<<<<

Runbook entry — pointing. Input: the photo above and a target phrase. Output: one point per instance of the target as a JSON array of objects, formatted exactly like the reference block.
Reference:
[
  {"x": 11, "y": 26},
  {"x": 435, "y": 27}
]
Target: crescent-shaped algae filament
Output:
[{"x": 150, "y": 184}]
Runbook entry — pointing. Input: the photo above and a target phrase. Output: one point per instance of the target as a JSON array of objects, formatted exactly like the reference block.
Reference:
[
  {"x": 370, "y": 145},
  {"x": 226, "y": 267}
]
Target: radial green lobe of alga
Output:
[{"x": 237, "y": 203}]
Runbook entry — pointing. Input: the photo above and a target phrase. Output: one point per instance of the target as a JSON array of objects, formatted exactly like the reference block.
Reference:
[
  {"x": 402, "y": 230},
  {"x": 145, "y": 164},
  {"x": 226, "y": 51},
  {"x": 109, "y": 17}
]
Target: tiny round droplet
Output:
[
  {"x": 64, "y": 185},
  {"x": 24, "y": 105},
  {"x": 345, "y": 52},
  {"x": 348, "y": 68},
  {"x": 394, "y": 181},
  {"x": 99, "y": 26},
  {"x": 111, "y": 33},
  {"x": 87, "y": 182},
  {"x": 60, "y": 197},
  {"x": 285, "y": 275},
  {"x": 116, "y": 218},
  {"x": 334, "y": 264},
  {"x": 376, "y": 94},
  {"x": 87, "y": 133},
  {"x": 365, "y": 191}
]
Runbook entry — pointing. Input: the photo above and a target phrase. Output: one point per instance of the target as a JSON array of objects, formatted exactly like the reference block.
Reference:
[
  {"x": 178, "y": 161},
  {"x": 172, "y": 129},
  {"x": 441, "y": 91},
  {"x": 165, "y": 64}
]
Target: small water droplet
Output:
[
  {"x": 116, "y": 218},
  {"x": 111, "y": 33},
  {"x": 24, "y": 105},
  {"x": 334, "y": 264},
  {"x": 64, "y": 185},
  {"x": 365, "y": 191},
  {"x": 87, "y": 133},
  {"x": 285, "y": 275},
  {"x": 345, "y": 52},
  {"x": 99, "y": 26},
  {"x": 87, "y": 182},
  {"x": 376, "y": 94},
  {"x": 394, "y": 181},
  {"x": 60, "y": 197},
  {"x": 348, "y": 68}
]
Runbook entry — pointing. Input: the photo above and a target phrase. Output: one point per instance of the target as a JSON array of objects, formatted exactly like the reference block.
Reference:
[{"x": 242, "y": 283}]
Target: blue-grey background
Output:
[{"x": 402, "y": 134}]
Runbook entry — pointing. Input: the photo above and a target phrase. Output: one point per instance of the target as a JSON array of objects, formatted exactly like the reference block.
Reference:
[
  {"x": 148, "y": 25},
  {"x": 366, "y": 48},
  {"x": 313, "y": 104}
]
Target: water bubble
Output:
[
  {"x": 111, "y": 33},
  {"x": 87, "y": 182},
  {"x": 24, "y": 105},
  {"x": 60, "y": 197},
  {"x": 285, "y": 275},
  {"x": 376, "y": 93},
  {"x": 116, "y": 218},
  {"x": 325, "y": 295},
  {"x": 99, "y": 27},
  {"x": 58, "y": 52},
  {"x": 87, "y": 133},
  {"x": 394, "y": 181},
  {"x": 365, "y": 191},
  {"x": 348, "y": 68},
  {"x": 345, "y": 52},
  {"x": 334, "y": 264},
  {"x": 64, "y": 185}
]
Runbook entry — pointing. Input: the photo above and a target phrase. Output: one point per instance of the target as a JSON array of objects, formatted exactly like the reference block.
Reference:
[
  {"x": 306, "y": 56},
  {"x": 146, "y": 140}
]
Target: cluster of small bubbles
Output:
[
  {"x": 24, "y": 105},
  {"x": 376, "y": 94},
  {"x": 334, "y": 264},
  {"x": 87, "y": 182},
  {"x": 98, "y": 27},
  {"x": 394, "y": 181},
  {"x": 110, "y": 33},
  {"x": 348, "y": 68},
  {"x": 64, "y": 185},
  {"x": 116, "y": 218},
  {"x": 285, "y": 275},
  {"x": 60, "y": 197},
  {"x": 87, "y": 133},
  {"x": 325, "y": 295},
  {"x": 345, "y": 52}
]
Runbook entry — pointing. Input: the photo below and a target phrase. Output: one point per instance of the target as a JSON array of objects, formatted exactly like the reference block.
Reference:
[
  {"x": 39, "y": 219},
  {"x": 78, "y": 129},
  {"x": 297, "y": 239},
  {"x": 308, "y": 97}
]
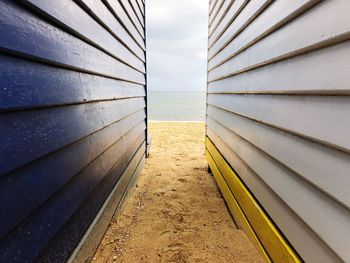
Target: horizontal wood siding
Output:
[
  {"x": 72, "y": 119},
  {"x": 277, "y": 111}
]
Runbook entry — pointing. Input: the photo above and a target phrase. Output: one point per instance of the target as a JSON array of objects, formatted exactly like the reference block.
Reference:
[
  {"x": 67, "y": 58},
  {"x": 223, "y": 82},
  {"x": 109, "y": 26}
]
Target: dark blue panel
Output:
[
  {"x": 101, "y": 13},
  {"x": 28, "y": 188},
  {"x": 117, "y": 10},
  {"x": 74, "y": 20},
  {"x": 69, "y": 236},
  {"x": 40, "y": 40},
  {"x": 25, "y": 84},
  {"x": 26, "y": 136},
  {"x": 42, "y": 226}
]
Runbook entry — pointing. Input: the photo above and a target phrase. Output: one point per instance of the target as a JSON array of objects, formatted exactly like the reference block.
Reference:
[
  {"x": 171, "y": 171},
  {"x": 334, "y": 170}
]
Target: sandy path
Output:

>>>>

→ **AIM OF THE TASK**
From the line that contains "Runbook entry — pointing. Input: the photo below" to the end of the material above, output every line exactly, both ends included, but leave out any pictures.

→ **TASK RESULT**
Runbook entry — pointing. Input: the photo below and a target phrase. Output: one point per instance of the target as a JSON array of objects, formatted exactly like the reference block.
Reference:
[
  {"x": 39, "y": 219},
  {"x": 78, "y": 129},
  {"x": 297, "y": 239},
  {"x": 308, "y": 97}
]
Target: horizontal wood siding
Output:
[
  {"x": 72, "y": 119},
  {"x": 277, "y": 111}
]
Runbook entry — pointing. Input: the photo above and a target phrase. Output: one point per instance of the target as a JSON array of objects, formatted exactly like the reference block.
Reference:
[
  {"x": 67, "y": 58},
  {"x": 223, "y": 82},
  {"x": 109, "y": 26}
]
Target: dark blue panel
Output:
[
  {"x": 101, "y": 13},
  {"x": 28, "y": 188},
  {"x": 117, "y": 10},
  {"x": 74, "y": 20},
  {"x": 69, "y": 236},
  {"x": 40, "y": 40},
  {"x": 25, "y": 84},
  {"x": 26, "y": 136},
  {"x": 42, "y": 226}
]
Runbook entry — pointing. Input: the photo above and a target phrase. Output: one point per instance of the target as a JSON array of objects, formatted exactly like the reference block.
Reference:
[
  {"x": 171, "y": 171},
  {"x": 334, "y": 170}
]
Target: sandy path
Output:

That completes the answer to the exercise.